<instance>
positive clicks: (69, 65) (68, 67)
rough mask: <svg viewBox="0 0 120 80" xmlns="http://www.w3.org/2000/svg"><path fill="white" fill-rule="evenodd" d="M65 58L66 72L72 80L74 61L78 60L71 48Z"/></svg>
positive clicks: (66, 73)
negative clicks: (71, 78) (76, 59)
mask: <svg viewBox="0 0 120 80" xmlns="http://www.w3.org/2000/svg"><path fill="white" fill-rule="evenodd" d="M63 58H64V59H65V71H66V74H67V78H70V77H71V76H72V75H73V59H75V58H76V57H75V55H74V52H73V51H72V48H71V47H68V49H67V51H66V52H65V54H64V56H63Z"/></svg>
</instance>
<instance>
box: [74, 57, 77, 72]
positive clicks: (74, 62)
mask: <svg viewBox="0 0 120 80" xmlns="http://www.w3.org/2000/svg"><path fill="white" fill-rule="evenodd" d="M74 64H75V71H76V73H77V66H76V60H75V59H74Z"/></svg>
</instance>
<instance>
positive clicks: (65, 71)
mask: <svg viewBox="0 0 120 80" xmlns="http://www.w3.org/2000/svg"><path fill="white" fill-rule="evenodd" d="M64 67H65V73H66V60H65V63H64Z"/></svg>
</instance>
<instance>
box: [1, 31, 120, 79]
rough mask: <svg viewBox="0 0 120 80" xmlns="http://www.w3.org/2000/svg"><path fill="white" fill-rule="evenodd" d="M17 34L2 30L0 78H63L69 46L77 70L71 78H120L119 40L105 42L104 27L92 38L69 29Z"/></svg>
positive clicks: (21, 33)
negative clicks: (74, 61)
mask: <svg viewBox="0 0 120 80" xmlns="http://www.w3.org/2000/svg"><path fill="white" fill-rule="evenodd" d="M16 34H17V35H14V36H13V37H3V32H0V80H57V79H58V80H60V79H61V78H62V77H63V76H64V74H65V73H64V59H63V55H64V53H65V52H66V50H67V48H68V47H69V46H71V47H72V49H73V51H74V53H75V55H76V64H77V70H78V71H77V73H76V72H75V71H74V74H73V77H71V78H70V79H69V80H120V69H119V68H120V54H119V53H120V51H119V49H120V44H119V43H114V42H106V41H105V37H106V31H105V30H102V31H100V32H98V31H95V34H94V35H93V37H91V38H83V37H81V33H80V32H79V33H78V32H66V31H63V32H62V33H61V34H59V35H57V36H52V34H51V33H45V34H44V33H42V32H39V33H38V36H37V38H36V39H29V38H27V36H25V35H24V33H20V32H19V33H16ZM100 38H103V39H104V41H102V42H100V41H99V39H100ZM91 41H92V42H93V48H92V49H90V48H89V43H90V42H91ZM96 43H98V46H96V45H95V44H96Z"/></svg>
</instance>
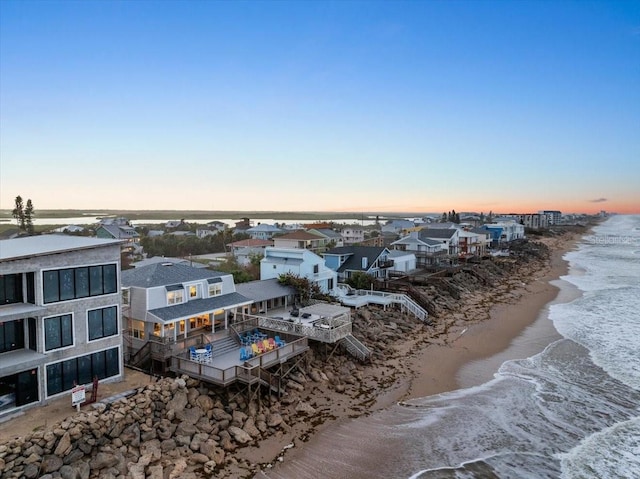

● ● ● ●

EXERCISE:
Convert the data above into a numbered list with one line per item. Leave out blank lines and the pictures.

RESPONSE BOX:
1. <instance>
2. positive clicks: (69, 65) (68, 67)
3. rough mask: <svg viewBox="0 0 120 80" xmlns="http://www.w3.org/2000/svg"><path fill="white" fill-rule="evenodd" d="M65 58L66 72L72 80L74 61L78 60L71 48Z"/></svg>
4. positive clicks: (66, 73)
5. negative clicks: (71, 78) (76, 59)
6. mask: <svg viewBox="0 0 120 80" xmlns="http://www.w3.org/2000/svg"><path fill="white" fill-rule="evenodd" d="M63 58H64V59H65V71H66V74H67V78H70V77H71V76H72V75H73V59H75V58H76V57H75V55H74V52H73V51H72V48H71V47H68V49H67V51H66V52H65V54H64V56H63Z"/></svg>
7. </instance>
8. <instance>
9. box: [74, 57, 77, 72]
10. positive clicks: (74, 62)
11. mask: <svg viewBox="0 0 120 80" xmlns="http://www.w3.org/2000/svg"><path fill="white" fill-rule="evenodd" d="M74 64H75V71H76V73H77V66H76V60H75V59H74Z"/></svg>
12. </instance>
13. <instance>
14. positive clicks: (65, 71)
15. mask: <svg viewBox="0 0 120 80" xmlns="http://www.w3.org/2000/svg"><path fill="white" fill-rule="evenodd" d="M64 67H65V73H66V60H65V63H64Z"/></svg>
16. </instance>
17. <instance>
18. box: [1, 31, 120, 79]
19. rough mask: <svg viewBox="0 0 120 80" xmlns="http://www.w3.org/2000/svg"><path fill="white" fill-rule="evenodd" d="M17 34L2 30L0 78H63L69 46L77 70L71 78H120L119 40L105 42L104 27L92 38L69 29Z"/></svg>
20. positive clicks: (21, 33)
21. negative clicks: (74, 61)
22. mask: <svg viewBox="0 0 120 80" xmlns="http://www.w3.org/2000/svg"><path fill="white" fill-rule="evenodd" d="M16 34H17V35H14V36H13V37H3V32H0V80H57V79H58V80H60V79H61V78H62V77H63V76H64V74H65V73H64V59H63V55H64V53H65V52H66V50H67V48H68V47H69V46H71V47H72V49H73V51H74V53H75V55H76V64H77V70H78V71H77V73H76V72H75V71H74V74H73V77H71V78H70V79H69V80H120V69H119V68H120V54H119V53H120V51H119V49H120V44H119V43H114V42H106V41H105V37H106V31H105V30H102V31H100V32H98V31H95V34H94V35H93V37H91V38H83V37H81V33H80V32H79V33H78V32H66V31H63V32H62V33H61V34H59V35H57V36H52V34H51V33H45V34H44V33H42V32H39V33H38V36H37V38H36V39H29V38H27V36H25V35H24V33H20V32H19V33H16ZM100 38H103V39H104V41H102V42H100V41H99V39H100ZM91 41H92V42H93V48H92V49H90V48H89V43H90V42H91ZM96 43H98V46H96V45H95V44H96Z"/></svg>
23. </instance>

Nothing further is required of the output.